• Task brief
What to return is the tail of the data, from the line that contains "Verify that every instance of the ladle" down to the last line, copied exactly.

Records for processing below:

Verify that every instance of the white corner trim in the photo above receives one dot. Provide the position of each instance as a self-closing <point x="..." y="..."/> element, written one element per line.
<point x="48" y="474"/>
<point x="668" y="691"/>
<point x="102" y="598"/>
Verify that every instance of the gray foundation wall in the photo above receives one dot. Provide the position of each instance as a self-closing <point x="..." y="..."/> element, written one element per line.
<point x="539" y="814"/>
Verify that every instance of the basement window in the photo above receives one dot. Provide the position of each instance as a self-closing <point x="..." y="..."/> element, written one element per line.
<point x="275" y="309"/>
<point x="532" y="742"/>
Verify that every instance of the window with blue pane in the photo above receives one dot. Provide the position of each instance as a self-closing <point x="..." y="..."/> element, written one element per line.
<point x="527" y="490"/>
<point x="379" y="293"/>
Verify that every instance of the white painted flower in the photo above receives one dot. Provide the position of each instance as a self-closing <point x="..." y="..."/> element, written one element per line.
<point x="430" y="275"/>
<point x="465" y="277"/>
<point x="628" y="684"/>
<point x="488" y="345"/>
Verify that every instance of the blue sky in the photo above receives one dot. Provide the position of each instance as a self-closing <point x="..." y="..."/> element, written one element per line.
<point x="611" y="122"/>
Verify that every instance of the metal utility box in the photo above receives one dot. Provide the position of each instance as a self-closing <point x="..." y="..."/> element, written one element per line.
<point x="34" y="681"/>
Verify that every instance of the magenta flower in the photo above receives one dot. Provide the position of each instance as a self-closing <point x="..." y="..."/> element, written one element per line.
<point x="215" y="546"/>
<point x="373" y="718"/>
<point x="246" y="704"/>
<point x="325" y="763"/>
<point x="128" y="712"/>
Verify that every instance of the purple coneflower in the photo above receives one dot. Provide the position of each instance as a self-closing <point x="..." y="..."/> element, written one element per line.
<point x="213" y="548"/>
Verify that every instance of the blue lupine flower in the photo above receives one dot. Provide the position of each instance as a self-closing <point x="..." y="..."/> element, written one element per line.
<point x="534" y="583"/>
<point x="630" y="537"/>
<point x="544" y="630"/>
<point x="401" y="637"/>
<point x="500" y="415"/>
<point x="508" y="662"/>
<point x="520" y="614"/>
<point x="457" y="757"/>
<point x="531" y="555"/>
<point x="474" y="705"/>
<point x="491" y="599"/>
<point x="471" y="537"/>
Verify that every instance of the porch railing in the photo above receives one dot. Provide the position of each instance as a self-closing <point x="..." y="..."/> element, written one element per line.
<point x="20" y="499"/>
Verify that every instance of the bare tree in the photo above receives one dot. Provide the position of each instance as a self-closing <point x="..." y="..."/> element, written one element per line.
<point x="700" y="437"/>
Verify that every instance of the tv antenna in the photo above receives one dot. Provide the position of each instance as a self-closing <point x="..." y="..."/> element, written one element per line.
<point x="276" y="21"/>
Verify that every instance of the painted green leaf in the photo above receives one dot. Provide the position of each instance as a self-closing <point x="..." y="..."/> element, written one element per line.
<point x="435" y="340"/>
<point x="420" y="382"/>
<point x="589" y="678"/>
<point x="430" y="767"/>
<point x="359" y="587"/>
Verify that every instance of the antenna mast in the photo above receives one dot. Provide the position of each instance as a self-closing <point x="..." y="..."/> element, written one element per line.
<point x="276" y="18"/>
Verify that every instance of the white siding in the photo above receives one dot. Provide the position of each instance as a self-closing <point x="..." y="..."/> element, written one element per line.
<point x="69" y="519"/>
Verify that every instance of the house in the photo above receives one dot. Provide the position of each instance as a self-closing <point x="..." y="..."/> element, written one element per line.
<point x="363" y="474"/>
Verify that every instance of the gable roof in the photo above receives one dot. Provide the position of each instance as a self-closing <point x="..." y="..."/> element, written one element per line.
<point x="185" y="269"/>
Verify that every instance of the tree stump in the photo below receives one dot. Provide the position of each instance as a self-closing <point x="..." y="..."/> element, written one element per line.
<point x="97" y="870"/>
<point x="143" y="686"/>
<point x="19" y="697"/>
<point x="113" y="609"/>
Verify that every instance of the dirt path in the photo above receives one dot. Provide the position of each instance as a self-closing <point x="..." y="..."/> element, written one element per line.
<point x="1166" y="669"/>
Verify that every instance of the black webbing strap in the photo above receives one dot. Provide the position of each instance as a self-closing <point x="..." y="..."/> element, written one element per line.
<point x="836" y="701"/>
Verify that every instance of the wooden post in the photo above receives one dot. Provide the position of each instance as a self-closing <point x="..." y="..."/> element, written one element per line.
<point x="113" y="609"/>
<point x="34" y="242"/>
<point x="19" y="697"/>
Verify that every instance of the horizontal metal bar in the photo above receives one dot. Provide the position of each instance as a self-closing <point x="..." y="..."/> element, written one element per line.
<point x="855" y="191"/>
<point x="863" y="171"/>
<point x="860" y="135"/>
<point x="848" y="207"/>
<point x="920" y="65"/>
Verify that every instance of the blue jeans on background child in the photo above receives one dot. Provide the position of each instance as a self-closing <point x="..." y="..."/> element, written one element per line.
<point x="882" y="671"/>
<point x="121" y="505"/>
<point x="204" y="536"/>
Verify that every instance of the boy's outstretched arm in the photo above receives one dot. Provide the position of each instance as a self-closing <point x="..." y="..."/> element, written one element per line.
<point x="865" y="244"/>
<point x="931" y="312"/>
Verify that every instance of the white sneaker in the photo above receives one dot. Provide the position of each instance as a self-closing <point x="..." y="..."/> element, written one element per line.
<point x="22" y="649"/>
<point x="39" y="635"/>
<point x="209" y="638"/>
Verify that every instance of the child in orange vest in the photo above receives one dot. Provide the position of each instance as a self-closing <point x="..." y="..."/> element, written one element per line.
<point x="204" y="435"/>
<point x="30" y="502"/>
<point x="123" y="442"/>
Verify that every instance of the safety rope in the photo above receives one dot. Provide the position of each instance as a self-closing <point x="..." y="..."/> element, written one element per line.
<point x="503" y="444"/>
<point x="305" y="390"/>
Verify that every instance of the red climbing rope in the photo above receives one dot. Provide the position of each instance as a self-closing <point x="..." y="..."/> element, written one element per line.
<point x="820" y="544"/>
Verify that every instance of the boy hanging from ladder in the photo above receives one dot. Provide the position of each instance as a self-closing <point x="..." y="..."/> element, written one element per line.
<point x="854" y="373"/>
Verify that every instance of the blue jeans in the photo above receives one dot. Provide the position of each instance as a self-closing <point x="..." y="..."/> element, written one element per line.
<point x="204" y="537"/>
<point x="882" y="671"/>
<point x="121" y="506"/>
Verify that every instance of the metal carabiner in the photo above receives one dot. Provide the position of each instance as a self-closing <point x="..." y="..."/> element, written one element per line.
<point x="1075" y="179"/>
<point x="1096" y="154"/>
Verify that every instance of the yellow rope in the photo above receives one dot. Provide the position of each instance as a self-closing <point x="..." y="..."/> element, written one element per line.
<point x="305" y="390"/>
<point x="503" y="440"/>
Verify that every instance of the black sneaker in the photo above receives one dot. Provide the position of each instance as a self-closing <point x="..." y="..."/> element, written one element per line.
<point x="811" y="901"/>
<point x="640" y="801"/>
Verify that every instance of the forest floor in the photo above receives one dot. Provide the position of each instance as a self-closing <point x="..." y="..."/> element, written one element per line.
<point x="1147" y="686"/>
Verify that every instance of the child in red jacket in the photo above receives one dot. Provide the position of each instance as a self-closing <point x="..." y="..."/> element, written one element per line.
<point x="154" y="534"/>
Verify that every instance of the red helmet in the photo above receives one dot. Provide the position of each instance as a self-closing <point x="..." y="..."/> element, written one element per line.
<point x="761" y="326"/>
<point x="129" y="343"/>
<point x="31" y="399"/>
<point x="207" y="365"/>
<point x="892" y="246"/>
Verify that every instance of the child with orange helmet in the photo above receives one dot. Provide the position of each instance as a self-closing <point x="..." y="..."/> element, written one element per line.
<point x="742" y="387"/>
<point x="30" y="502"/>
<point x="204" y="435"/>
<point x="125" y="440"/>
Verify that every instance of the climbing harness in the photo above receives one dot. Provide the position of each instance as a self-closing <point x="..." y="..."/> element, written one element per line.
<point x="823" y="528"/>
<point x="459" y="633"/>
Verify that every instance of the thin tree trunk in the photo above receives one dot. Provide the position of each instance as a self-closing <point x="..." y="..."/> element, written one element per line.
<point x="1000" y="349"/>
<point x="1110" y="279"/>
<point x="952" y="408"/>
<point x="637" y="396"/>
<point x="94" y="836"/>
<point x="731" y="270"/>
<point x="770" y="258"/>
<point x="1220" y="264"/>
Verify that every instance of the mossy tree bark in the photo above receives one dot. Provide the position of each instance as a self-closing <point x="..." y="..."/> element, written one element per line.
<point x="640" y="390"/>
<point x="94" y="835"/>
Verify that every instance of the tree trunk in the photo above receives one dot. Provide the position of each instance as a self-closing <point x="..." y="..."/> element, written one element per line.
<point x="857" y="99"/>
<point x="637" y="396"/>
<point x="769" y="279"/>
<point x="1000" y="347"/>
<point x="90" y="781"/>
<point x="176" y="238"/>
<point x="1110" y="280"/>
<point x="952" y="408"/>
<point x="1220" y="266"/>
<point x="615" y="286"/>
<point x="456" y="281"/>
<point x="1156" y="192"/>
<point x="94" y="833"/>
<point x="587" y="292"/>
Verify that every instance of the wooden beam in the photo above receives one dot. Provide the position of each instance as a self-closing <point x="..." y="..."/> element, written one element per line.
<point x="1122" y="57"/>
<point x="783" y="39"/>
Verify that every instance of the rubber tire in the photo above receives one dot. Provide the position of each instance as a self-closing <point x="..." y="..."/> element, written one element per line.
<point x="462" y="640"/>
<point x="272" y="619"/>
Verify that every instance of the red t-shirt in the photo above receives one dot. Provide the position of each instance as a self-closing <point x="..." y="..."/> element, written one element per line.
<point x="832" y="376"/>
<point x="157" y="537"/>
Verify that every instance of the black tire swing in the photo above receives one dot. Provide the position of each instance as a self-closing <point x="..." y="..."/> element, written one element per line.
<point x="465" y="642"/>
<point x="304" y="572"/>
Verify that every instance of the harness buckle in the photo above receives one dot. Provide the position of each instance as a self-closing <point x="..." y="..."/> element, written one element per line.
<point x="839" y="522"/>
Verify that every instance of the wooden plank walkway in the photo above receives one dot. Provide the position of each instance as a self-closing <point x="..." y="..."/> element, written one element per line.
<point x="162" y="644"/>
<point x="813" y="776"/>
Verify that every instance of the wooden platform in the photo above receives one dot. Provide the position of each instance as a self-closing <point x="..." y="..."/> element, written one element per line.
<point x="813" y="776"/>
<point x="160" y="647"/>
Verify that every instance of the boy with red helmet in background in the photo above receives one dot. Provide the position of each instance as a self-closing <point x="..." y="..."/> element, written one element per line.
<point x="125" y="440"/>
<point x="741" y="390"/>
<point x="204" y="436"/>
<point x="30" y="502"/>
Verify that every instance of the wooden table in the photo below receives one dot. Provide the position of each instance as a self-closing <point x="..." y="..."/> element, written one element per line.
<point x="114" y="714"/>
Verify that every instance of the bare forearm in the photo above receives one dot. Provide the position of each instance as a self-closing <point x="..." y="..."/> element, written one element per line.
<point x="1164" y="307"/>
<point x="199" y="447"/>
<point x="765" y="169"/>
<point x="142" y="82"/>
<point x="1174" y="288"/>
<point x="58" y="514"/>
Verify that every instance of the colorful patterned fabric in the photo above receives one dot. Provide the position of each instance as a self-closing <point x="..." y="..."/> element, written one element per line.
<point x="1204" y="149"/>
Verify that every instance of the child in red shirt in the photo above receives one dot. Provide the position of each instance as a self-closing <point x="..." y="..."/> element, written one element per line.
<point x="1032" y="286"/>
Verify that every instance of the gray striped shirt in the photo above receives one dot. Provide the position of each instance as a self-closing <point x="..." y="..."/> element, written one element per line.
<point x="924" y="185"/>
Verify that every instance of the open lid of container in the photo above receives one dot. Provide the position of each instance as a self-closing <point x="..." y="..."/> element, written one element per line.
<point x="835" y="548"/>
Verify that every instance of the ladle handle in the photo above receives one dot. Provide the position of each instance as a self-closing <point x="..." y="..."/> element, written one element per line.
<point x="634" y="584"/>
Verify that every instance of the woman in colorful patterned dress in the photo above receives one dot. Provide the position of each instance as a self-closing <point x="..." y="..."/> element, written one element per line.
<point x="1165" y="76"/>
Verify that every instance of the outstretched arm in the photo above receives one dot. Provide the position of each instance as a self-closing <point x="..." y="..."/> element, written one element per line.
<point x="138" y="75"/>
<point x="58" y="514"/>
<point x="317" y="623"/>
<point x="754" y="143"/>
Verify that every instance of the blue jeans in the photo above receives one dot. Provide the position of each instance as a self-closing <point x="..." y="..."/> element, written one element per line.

End of Records for processing.

• Answer to the problem
Verify that every instance of the ladle handle in the photo above receives one dot. Provide the position of each instance as a self-closing <point x="..." y="..."/> element, written one element per line.
<point x="634" y="584"/>
Verify that every instance of the woman in colorful patterned dress in the photo above receives one dot. Provide the position of each instance as a self-closing <point x="..." y="..."/> element, written one element per line.
<point x="1165" y="76"/>
Verify that every instance of the outstretched arm in the photo above receives one dot. Provide the position of each instance as a self-closing <point x="..." y="..."/> element, written one element per line.
<point x="138" y="75"/>
<point x="58" y="514"/>
<point x="317" y="623"/>
<point x="754" y="143"/>
Verify that every instance of the blue jeans in the photo above receives one dot. Provide the position of each instance as a self-closing <point x="..." y="..."/> element, written one element per line.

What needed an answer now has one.